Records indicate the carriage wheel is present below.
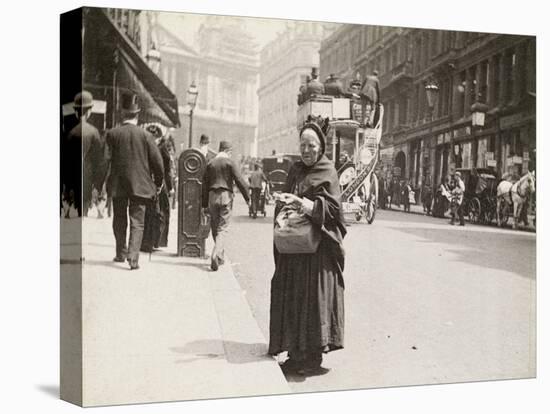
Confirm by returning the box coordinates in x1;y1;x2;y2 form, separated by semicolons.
365;173;378;224
468;198;481;224
484;198;496;224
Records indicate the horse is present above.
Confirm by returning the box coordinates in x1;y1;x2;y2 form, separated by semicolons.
496;171;536;229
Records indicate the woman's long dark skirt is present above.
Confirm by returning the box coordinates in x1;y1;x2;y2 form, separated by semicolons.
268;239;344;357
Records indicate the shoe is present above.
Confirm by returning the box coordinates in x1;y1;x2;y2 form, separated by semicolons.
211;257;219;271
459;223;465;226
113;256;126;263
279;358;302;374
127;258;139;270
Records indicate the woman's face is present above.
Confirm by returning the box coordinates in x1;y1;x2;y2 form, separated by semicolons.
300;129;322;166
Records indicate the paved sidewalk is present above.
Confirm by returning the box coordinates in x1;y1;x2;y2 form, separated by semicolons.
62;211;289;407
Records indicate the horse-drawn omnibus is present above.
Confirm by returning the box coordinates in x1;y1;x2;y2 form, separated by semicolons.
296;91;384;223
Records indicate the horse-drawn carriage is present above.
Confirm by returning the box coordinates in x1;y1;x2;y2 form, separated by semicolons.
455;168;498;225
261;154;302;193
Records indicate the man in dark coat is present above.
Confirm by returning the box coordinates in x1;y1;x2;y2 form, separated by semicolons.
361;70;381;128
304;67;325;101
202;141;250;271
62;91;103;217
103;94;164;270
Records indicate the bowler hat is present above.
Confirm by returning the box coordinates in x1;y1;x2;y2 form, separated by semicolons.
121;92;141;114
219;141;233;152
73;90;93;109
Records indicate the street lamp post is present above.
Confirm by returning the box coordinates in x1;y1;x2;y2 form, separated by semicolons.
186;81;199;148
424;79;439;192
470;98;489;168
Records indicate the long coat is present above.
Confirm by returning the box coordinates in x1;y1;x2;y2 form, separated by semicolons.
63;119;103;208
104;123;164;199
269;156;346;357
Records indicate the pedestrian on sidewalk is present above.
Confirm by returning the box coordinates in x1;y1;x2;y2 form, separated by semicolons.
248;163;268;218
202;140;250;271
62;90;104;218
198;134;215;163
102;93;164;270
422;181;433;215
269;121;346;376
449;171;465;226
402;180;413;213
141;123;174;252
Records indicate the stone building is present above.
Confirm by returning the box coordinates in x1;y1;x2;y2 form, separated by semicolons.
157;15;259;156
62;8;180;134
320;26;536;190
257;21;339;156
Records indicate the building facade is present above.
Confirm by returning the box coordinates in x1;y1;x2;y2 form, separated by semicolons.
65;8;180;135
257;21;339;156
320;26;536;191
157;15;259;157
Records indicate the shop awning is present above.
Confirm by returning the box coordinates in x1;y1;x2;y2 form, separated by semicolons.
94;9;180;127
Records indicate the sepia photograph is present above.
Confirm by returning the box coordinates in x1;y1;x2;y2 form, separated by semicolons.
57;3;538;408
3;0;548;413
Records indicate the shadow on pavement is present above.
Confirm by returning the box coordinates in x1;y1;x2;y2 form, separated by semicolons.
171;340;273;364
36;384;59;399
390;225;535;279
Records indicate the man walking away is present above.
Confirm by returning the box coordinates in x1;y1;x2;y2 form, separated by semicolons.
249;163;268;218
63;90;103;217
450;171;465;226
202;141;250;271
198;133;215;163
103;93;164;270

▶ [TASK INSTRUCTIONS]: Give again exactly, and only, the lines above starting at the one with "Records indicate the woman's long" and ending at the one with "Records indicate the horse-drawn carriage".

▶ [COMPLETED EXERCISE]:
Records indicate the woman's long dark skirt is present above.
Confirm by returning the box coordinates in x1;y1;x2;y2 form, separated by semicolons.
268;239;344;357
Records indicate the shoe is present above.
Confirm by returning the box coordinates in x1;y1;x2;y2 form, separated by semicolons.
211;257;219;271
459;223;465;226
113;256;126;263
279;358;302;374
127;258;139;270
Records indicate the woman's face is present above.
Confirm by returning the box coordinates in x1;y1;x2;y2 form, separated by semicolons.
300;129;322;166
Records indicate the paved sidewalk is present above.
Confirm by returning the box coordinates in x1;y1;x2;y2 form, separated by semicolons.
62;211;289;407
Records indicate the horse-drawn omnibus is present above.
Confirm by returning the box coordinates in x1;y1;x2;y2 form, separated by semicolons.
296;91;384;223
Records indicate the horse-drawn carriage is present above.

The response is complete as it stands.